_Text section_.
========

The force the archer need to pull in order to achieve the height is approximately 101.8 N

Explanation:

By energy conservation principle, puling an elastic bow with a force, for a given distance, performs work which is converted to the potential energy of the arrow at height

The given parameters are;

The mass of the arrow, m = 45.0 grams = 0.045 kg

The distance the elastic bow is pulled, d = 65.0 cm = 0.65 m

The height at which the arrow is reaches, h = 150.0 meters

Let 'F', represent the force the archer need to pull in order to achieve the height

Work done, W = Force × Distance moved in the direction of the force

Therefore;

The work done in pulling the arrow, W = F × d

By energy conservation, we have;

The work done in pulling the arrow, W = The potential energy gained by the arrow, P.E.

========

_Dataset content_.
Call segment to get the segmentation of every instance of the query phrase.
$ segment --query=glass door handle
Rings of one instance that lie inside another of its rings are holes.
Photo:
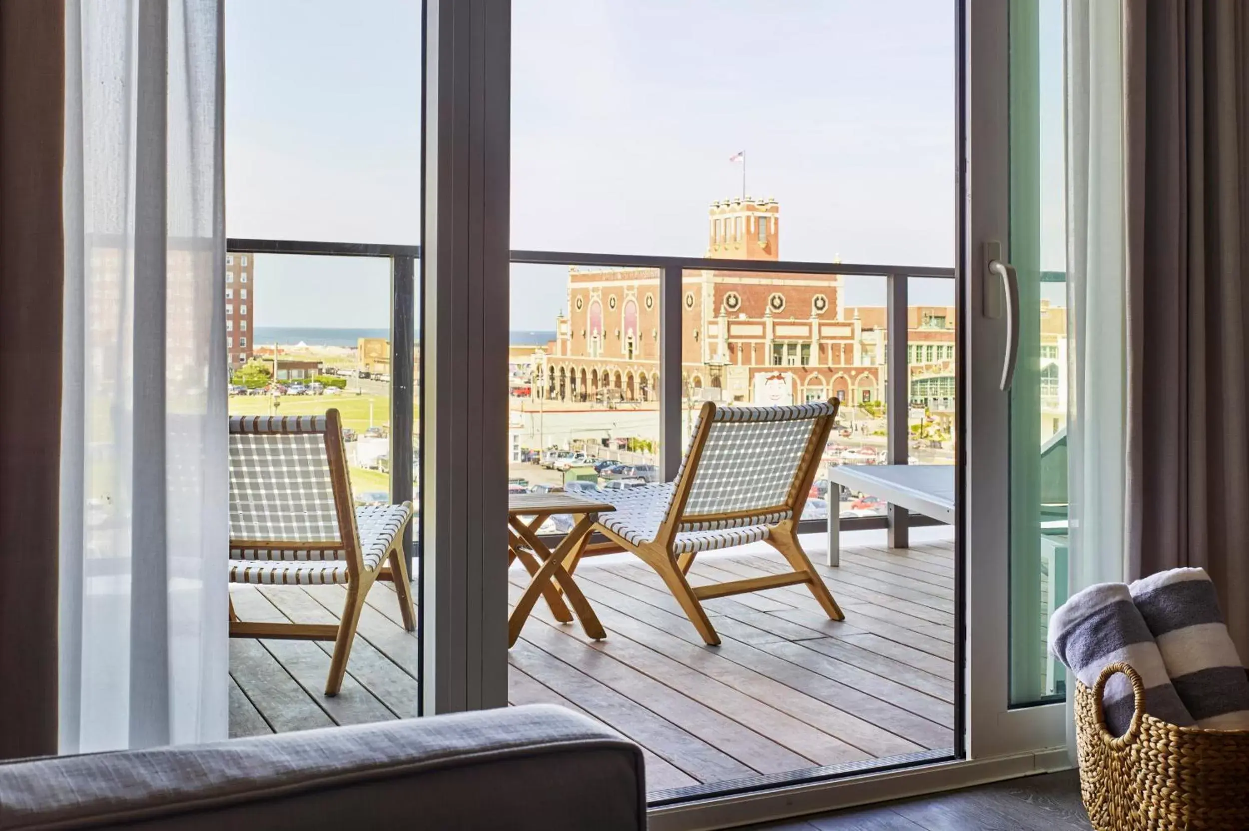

========

_Problems_.
**1)** Decide whether each statement agrees with the archer's bow solution, answering yes or no and quoting the words of the solution that decide it. (a) The arrow's mass is given as 0.045 kg. (b) The bow is pulled a distance of 1.50 m. (c) The work done in pulling the arrow is set equal to the potential energy the arrow gains.
**2)** Reproduce the portion of the archer's bow solution that opens with the words containing "The height at" and closes with "the arrow, P.E.".
**3)** Carry the archer's bow solution on from the point where it stops, writing what comes next.

_Answers given_.
**1)**
(a) Yes: "The mass of the arrow, m = 45.0 grams = 0.045 kg"
(b) No: "The distance the elastic bow is pulled, d = 65.0 cm = 0.65 m"
(c) Yes: "The work done in pulling the arrow, W = The potential energy gained by the arrow, P.E."

**2)**
The height at which the arrow is reaches, h = 150.0 meters

Let 'F', represent the force the archer need to pull in order to achieve the height

Work done, W = Force × Distance moved in the direction of the force

Therefore;

The work done in pulling the arrow, W = F × d

By energy conservation, we have;

The work done in pulling the arrow, W = The potential energy gained by the arrow, P.E.

**3)**
W = P.E.

The potential energy gained by the arrow, P.E. = m·g·h

Where;

m = The mass of the arrow

g = The acceleration due to gravity = 9.8 m/s²

h = The height the arrow reaches

∴ by plugging in the values, P.E. = 0.045 kg ×9.8 m/s² × 150 m = 66.15 J

W = F × d = F × 0.065 m

Also, W = P.E. = 66.15 J

∴ W = F × 0.065 m = 66.15 J

F × 0.065 m = 66.15 J

F = 66.15 J/(0.65 m) = 1323/13 N ≈ 101.8 N

The force the archer need to pull in order to achieve the height, F ≈ 101.8 N.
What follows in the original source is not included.